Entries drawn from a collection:
········
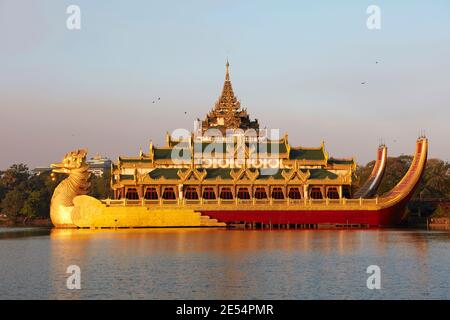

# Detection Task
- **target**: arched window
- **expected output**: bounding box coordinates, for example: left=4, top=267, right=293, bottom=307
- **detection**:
left=220, top=187, right=233, bottom=200
left=126, top=188, right=139, bottom=200
left=255, top=187, right=267, bottom=199
left=162, top=187, right=177, bottom=200
left=327, top=187, right=339, bottom=199
left=202, top=187, right=216, bottom=200
left=238, top=187, right=250, bottom=200
left=272, top=187, right=284, bottom=200
left=144, top=187, right=158, bottom=200
left=184, top=187, right=198, bottom=200
left=288, top=187, right=302, bottom=199
left=310, top=187, right=323, bottom=199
········
- **What is expected**: Put every line of the entries above into a JSON list of strings, one string per line, skipping blank lines. Leave the pictures out.

- **Solution below**:
[
  "# Detection Task",
  "- **target**: arched window",
  "- **expected output**: bounding box coordinates, for example: left=4, top=267, right=293, bottom=307",
  "- **detection**:",
  "left=220, top=187, right=233, bottom=200",
  "left=126, top=188, right=139, bottom=200",
  "left=255, top=187, right=267, bottom=199",
  "left=162, top=187, right=177, bottom=200",
  "left=327, top=187, right=339, bottom=199",
  "left=202, top=187, right=216, bottom=200",
  "left=238, top=187, right=250, bottom=200",
  "left=272, top=187, right=284, bottom=200",
  "left=144, top=187, right=158, bottom=200",
  "left=184, top=187, right=198, bottom=200",
  "left=288, top=187, right=302, bottom=199",
  "left=310, top=187, right=323, bottom=199"
]